**YOUR ASSIGNMENT:** Reproduce every row below word for word, omitting the pictures.
-- RECORDS FOR THIS EXERCISE follows --
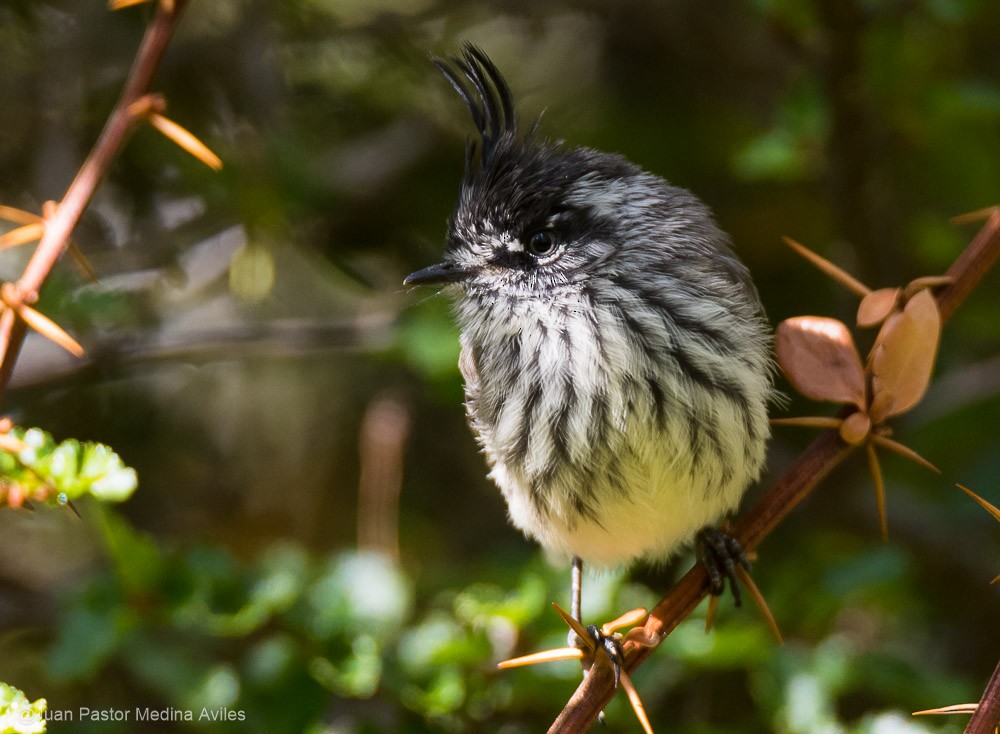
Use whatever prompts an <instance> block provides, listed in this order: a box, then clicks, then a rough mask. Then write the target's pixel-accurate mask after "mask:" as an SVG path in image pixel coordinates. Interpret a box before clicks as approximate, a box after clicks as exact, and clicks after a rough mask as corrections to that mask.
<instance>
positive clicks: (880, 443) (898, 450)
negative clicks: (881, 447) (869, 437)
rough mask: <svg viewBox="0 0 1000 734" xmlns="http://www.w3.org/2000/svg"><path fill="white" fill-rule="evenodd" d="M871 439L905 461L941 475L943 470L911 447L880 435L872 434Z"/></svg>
-- RECORDS FOR THIS EXERCISE concluded --
**COMPLETED TASK:**
Use whatever prompts an <instance> block provides, listed in this order: a box, then clicks, then a rough mask. Then write the target's pixel-accurate mask after "mask:" as an SVG path in image pixel coordinates. Interpret a box before clicks as approximate, a box after clicks as exact, and clicks after a rough mask as corrections to that mask.
<instance>
positive clicks: (880, 443) (898, 450)
negative clicks: (881, 447) (869, 437)
rough mask: <svg viewBox="0 0 1000 734" xmlns="http://www.w3.org/2000/svg"><path fill="white" fill-rule="evenodd" d="M871 439L905 461L941 475L943 470L911 447L880 435L872 434Z"/></svg>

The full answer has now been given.